Gezeigter Textauszug:
"""

Nachruf auf Milan Kundera: Mit geistiger Freiheit
Sein Roman „Die unerträgliche Leichtigkeit des Seins“ verhalf der tschechischen Literatur zu Weltruhm. Nun ist Milan Kundera in Paris gestorben.
„Es gibt Prüfungen und Verführungen, die kommen in der Geschichte nur ab und zu vor, und niemand widersteht ihnen“, schrieb Milan Kundera Anfang der 1970er Jahre in seinem Roman „Abschiedswalzer“, den er damals als den Epilog, so der ursprüngliche Name, seines literarischen Schaffens sah.

"""

Datensätze:

"""

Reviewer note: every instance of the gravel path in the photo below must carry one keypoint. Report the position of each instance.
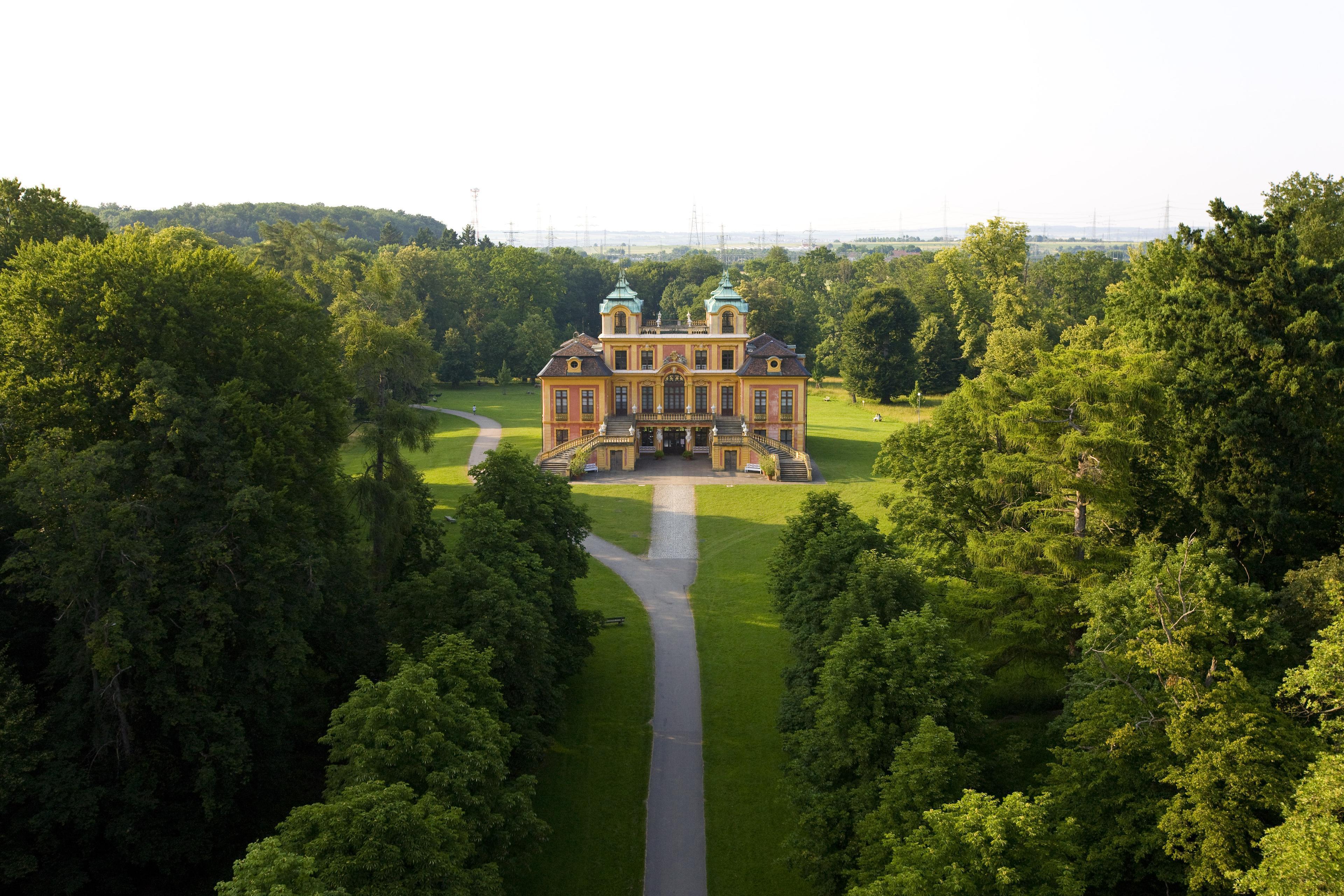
(674, 843)
(488, 440)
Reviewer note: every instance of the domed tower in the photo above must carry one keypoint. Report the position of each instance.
(622, 311)
(725, 311)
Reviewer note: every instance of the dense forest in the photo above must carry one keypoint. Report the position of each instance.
(244, 221)
(1094, 649)
(1099, 649)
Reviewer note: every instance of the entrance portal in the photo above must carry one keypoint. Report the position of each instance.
(674, 441)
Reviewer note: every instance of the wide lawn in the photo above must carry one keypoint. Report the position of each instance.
(744, 651)
(518, 409)
(596, 778)
(622, 514)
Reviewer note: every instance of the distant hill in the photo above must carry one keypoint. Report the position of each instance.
(241, 221)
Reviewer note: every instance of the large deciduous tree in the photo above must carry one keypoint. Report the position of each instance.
(878, 359)
(181, 585)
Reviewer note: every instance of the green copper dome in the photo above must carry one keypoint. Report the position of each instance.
(623, 295)
(725, 298)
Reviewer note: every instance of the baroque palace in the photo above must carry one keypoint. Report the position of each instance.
(706, 387)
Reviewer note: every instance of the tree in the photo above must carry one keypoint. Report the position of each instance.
(389, 369)
(534, 344)
(181, 575)
(878, 359)
(982, 847)
(41, 214)
(419, 794)
(457, 359)
(877, 684)
(1249, 324)
(937, 354)
(554, 527)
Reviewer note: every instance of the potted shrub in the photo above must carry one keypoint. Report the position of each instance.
(577, 464)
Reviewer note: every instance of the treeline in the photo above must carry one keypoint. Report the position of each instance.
(243, 222)
(1099, 651)
(209, 635)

"""

Aufgaben:
**1.** Tippe den Nachruf auf Milan Kundera vollständig und Zeichen für Zeichen noch einmal ab.
**2.** Gib nur diese Zeilen der Auflistung wörtlich wieder: beginnend mit der Zeile, die „Reviewer note: every instance of the wide“ enthält, und endend mit der letzten Zeile der Auflistung, beide eingeschlossen.

Lösungen:
**1.**
Nachruf auf Milan Kundera: Mit geistiger Freiheit
Sein Roman „Die unerträgliche Leichtigkeit des Seins“ verhalf der tschechischen Literatur zu Weltruhm. Nun ist Milan Kundera in Paris gestorben.
„Es gibt Prüfungen und Verführungen, die kommen in der Geschichte nur ab und zu vor, und niemand widersteht ihnen“, schrieb Milan Kundera Anfang der 1970er Jahre in seinem Roman „Abschiedswalzer“, den er damals als den Epilog, so der ursprüngliche Name, seines literarischen Schaffens sah.

**2.**
Reviewer note: every instance of the wide lawn in the photo above must carry one keypoint. Report the position of each instance.
(744, 651)
(518, 409)
(596, 778)
(622, 514)
Reviewer note: every instance of the distant hill in the photo above must carry one keypoint. Report the position of each instance.
(241, 221)
Reviewer note: every instance of the large deciduous tree in the photo above must carry one keypoint. Report the position of each instance.
(878, 359)
(181, 585)
Reviewer note: every instance of the green copper dome in the photo above must carry one keypoint. Report the position of each instance.
(623, 295)
(725, 298)
Reviewer note: every instance of the baroque palace in the photo above must carry one keypoint. Report the position of each instance.
(706, 387)
Reviewer note: every instance of the tree in the photo above must carry one keypoint. Report the position of each instance.
(389, 369)
(534, 344)
(181, 575)
(878, 359)
(982, 847)
(41, 214)
(419, 794)
(457, 359)
(877, 684)
(1249, 324)
(937, 354)
(554, 527)
Reviewer note: every instance of the potted shrub in the photo above must carry one keypoint. Report the position of each instance.
(577, 464)
Reviewer note: every instance of the treeline in the photo above must carry one keypoint. Report the position of each instance.
(243, 222)
(1099, 651)
(209, 635)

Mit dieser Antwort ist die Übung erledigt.